Außenminister Dr. Frank-Walter Steinmeier (SPD) sprach von einer „Brücke der Freundschaft“, die das Land der Opfer dem Land der Täter damals gebaut habe. „Dass diese Freundschaft gelingen konnte, ist wirklich ein Wunder.“ Die deutsch-israelischen Beziehungen seien heute keine diplomatische Freundschaft der Eliten, sie zeige sich vielmehr in „Tausenden Facetten des Alltags“: Etwa in der Tatsache, dass es junge Deutsche zum Studium nach Jerusalem oder die boomende Start-Up-Szene Tel Avivs ziehe, und sich andererseits junge Israelis in Deutschland eine Existenz aufbauen – in jenem Land, in dem ihre Großeltern und Urgroßeltern in der Zeit des Nationalsozialismus verfolgt und ermordet worden waren.
Steinmeier erinnerte an jenen „Horizont der Hoffnung“, von dem der damalige israelische Staatspräsident Shimon Peres 2010 im Bundestag sprach: Seine Hoffnung auf eine „Welt ohne Hass“ sei keinesfalls naiv, und genau dies zeige die „kraftvolle Botschaft der Verständigung und Versöhnung“ zwischen Israelis und Deutschen. Steinmeier lenkte den Blick auf die Verpflichtungen, die Deutschland daraus erwachsen würden. Dazu gehöre das Eintreten gegen jeder Form von Antisemitismus, Rassismus und Fremdenhass und auch der Einsatz für Israels Sicherheit, die „historisches Gebot“ und „unverbrüchlicher Teil“ deutscher Staatsräson sei. Steinmeier sagte dies auch mit Blick auf die Verhandlungen über das iranische Atomprogramm. Am Ende werde es nur eine Vereinbarung geben, „die mehr Sicherheit für Israel bedeutet und nicht weniger“.
_ _ _ _ _
AUFGABEN:
#1 Schreiben Sie aus dem Text über die deutsch-israelischen Beziehungen das Stück zwischen "Außenminister Dr. Frank-Walter" und "ermordet worden waren." ab, beide Stellen eingeschlossen.
#2 Übersetzen Sie diesen Satz aus dem Text über die deutsch-israelischen Beziehungen ins Englische: „Steinmeier sagte dies auch mit Blick auf die Verhandlungen über das iranische Atomprogramm.“
Das Material hat mit dem Text nichts zu tun.

[Einträge aus einer Sammlung]
_ _ _ _ _
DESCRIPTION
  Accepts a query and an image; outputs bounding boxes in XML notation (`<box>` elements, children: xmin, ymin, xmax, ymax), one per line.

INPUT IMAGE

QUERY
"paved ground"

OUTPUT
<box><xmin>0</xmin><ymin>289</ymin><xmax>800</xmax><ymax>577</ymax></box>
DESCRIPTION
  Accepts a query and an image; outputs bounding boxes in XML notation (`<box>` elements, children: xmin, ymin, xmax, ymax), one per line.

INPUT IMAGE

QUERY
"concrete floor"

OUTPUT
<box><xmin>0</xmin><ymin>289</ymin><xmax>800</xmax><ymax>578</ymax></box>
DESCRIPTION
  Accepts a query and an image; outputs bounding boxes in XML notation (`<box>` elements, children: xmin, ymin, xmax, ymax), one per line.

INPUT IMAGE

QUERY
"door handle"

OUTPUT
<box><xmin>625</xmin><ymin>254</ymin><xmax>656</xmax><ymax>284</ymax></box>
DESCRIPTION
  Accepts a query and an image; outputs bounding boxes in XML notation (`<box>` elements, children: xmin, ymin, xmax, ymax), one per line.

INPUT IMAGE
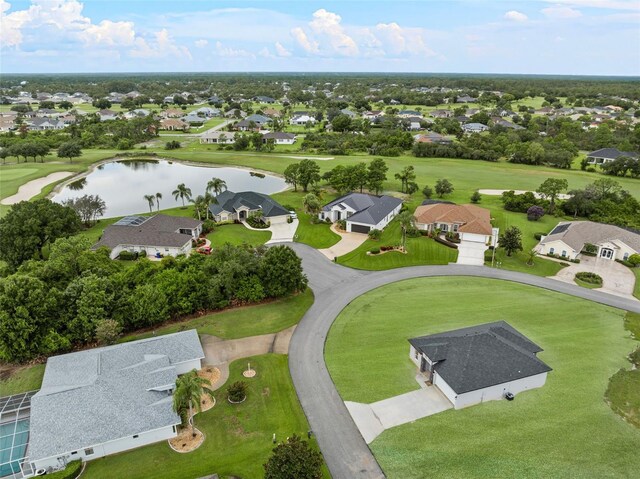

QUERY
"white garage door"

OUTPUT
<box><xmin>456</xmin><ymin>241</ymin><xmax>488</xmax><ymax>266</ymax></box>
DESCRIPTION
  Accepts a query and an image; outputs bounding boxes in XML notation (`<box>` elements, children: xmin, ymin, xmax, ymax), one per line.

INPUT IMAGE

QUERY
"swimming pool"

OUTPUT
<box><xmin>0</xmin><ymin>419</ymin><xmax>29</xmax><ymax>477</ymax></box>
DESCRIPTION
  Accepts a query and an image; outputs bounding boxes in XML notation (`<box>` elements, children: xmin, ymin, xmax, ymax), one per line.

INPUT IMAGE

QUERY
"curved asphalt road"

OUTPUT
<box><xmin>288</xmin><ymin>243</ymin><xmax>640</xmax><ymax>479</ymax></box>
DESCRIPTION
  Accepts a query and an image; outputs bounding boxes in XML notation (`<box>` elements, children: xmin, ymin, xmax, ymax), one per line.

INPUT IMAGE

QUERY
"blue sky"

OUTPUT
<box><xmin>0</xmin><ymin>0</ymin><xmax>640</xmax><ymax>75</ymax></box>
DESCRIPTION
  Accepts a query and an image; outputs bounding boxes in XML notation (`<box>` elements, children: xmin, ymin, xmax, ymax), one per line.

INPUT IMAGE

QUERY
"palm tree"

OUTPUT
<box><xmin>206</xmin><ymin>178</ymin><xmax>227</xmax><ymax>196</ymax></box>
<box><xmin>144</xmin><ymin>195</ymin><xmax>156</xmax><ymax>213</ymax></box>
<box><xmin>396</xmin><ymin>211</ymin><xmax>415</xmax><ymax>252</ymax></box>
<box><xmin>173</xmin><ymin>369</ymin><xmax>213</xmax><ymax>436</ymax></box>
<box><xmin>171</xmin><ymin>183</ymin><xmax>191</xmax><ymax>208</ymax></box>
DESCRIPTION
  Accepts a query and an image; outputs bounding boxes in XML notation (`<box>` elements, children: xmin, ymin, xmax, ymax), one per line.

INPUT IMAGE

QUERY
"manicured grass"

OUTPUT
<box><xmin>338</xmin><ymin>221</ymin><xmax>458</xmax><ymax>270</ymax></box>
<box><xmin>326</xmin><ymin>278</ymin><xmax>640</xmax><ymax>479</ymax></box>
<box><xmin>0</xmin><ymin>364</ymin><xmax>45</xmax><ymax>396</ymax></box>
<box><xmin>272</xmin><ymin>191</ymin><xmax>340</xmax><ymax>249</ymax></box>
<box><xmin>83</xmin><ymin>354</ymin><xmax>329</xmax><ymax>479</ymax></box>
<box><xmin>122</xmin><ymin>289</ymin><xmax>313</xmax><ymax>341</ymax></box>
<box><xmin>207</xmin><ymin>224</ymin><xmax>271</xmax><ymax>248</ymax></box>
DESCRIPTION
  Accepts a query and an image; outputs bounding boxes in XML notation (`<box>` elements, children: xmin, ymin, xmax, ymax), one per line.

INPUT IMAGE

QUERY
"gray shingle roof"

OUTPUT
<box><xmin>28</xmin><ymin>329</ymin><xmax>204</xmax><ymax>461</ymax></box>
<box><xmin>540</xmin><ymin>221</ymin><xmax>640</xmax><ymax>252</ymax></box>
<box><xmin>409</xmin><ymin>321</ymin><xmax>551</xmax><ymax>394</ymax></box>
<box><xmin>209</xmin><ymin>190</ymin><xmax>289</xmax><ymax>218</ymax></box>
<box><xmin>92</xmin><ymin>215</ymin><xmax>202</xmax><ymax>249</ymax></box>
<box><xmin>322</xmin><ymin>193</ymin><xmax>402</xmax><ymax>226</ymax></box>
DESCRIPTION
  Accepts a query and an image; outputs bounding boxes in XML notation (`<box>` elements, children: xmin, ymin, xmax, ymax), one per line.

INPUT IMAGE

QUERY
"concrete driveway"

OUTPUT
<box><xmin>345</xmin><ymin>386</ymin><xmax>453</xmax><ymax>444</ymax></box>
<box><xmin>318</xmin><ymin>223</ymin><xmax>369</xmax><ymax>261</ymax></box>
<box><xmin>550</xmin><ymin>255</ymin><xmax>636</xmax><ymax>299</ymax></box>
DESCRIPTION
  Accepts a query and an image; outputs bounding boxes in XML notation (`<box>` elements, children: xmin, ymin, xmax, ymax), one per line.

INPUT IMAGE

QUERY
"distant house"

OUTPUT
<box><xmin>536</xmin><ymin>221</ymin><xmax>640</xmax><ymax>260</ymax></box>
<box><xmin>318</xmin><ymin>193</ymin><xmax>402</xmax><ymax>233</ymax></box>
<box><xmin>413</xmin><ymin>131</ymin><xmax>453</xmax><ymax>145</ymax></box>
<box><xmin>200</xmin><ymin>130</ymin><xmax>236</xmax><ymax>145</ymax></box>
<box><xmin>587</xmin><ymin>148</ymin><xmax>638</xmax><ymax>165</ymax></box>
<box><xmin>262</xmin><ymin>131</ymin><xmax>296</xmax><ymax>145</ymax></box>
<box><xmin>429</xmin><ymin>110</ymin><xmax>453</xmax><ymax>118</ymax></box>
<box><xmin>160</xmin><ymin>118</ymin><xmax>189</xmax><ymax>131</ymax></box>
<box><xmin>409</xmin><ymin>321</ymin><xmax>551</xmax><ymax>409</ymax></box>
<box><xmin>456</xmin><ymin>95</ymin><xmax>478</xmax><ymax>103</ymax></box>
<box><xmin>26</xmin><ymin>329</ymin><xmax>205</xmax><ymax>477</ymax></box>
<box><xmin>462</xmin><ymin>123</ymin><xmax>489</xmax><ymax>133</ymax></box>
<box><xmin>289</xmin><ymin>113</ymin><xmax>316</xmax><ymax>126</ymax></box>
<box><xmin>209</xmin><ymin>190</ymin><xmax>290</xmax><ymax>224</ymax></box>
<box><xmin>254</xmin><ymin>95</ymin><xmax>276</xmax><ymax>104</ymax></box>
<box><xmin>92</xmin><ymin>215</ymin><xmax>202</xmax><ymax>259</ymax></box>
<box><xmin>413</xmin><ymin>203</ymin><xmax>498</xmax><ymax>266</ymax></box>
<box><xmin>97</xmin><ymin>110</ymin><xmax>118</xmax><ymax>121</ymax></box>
_ _ _ _ _
LÖSUNGEN:
#1
Außenminister Dr. Frank-Walter Steinmeier (SPD) sprach von einer „Brücke der Freundschaft“, die das Land der Opfer dem Land der Täter damals gebaut habe. „Dass diese Freundschaft gelingen konnte, ist wirklich ein Wunder.“ Die deutsch-israelischen Beziehungen seien heute keine diplomatische Freundschaft der Eliten, sie zeige sich vielmehr in „Tausenden Facetten des Alltags“: Etwa in der Tatsache, dass es junge Deutsche zum Studium nach Jerusalem oder die boomende Start-Up-Szene Tel Avivs ziehe, und sich andererseits junge Israelis in Deutschland eine Existenz aufbauen – in jenem Land, in dem ihre Großeltern und Urgroßeltern in der Zeit des Nationalsozialismus verfolgt und ermordet worden waren.

#2 Steinmeier also said this with regard to the negotiations on the Iranian nuclear program.